— START OF GIVEN TEXT —

Lots of good news around the Inkwell. Congratulations to DeAnna Dodson for her 1930s English cozy mystery series with Bethany House which will be released under the pen name, Julianna Deering, beginning summer 2013. Also to Barbara Early who recently signed with agent Kim Lionetti of BookEnds, LLC. Finally to Debra Marvin who is a finalist in the 2012 Daphne DuMaurier contest.

Thursday, February 4, 2010

Love Is Like a Box of Chocolates

by Niki Turner
This week we've tasted some of the different expressions, or forms, of love. If you're like me, you've enjoyed these varied flavors of love, and each taste has left you wanting to reproduce such goodness and sweetness in your own life. But filling up on brotherly love, parental love, or sexual love – as delicious as they are – cannot satisfy the whole spirit, soul, and body.

 
Imagine a box of chocolates. Maybe it's heart-shaped, covered in smooth red satin with a plush ribbon bow. Your mouth begins to water just thinking about the assortment of rich, dark chocolate within, wrapped around sweet cream fillings and gooey soft caramels.
You lift the lid, only to discover this box has a fatal flaw...

The chocolate is gone! 
(Insert horrified scream.)

Each fluted paper cup nestled within holds the fillings, without the chocolate. A glob of strawberry cream (or is that used bubble gum?) resides next to some nondescript tan nougat. At least you think it's nougat. The caramels, exposed to air, are hard enough to crack your molars. One cup holds a couple naked peanuts.
There's no mystery. No secret code to break before you choose your piece of candy. You know exactly what you're getting. Orange cream and raspberry gels and cherry cordials just aren't the same without their luscious milk or dark chocolate wrappers.

— END OF GIVEN TEXT —
— START OF MATERIAL —

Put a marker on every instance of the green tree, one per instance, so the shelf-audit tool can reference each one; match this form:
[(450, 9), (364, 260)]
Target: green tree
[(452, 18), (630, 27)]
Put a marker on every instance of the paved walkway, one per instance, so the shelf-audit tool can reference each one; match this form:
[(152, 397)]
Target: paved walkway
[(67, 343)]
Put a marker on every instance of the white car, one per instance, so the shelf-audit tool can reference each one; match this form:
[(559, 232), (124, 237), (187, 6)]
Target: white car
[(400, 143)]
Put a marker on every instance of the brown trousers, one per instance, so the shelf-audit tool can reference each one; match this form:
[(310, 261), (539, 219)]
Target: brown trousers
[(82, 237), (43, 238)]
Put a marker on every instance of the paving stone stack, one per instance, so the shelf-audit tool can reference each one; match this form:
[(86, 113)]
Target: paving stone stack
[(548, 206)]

— END OF MATERIAL —
— START OF MATERIAL —

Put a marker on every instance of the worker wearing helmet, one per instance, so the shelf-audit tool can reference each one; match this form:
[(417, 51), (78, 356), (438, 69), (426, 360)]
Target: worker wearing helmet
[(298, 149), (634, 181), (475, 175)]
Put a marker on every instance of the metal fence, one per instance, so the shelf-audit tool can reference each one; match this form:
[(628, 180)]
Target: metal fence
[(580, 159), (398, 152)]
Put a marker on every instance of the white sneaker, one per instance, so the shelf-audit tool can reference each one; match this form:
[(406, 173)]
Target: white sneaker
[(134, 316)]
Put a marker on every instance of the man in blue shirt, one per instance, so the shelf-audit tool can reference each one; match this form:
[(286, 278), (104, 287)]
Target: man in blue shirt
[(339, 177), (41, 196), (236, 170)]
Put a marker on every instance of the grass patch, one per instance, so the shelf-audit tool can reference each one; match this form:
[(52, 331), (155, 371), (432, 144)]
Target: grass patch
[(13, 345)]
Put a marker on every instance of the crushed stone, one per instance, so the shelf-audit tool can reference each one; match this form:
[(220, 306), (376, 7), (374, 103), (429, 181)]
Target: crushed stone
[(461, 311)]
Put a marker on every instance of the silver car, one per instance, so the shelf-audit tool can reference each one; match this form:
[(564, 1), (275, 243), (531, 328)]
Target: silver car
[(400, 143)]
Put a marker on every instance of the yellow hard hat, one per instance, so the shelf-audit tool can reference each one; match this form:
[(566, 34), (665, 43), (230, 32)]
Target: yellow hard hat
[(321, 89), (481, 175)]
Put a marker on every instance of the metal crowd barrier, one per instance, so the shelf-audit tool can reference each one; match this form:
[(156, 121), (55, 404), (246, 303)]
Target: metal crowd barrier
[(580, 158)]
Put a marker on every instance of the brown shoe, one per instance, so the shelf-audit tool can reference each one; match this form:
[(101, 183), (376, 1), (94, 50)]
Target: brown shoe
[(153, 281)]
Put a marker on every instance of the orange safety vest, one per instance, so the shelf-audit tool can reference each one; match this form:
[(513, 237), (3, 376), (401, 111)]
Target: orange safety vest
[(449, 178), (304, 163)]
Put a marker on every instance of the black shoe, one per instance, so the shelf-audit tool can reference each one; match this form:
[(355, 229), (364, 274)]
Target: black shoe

— END OF MATERIAL —
— START OF MATERIAL —

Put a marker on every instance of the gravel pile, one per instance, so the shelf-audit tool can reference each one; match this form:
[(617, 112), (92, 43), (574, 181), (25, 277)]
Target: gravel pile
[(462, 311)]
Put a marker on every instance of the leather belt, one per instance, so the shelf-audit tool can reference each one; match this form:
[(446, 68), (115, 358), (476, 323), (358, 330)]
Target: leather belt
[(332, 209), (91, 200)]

— END OF MATERIAL —

■ **INSTRUCTIONS FOR THE TASK**
Answer these questions about the post on love and chocolates:
1. Under what pen name will DeAnna Dodson's mystery series be released?
2. Which contest is Debra Marvin a finalist in?
3. In the imagined box without chocolate, what does one paper cup hold?
The records have nothing to do with the post about love and chocolates.

■ **SOLVED EXERCISE**
1. Julianna Deering
2. The 2012 Daphne DuMaurier contest
3. A couple naked peanuts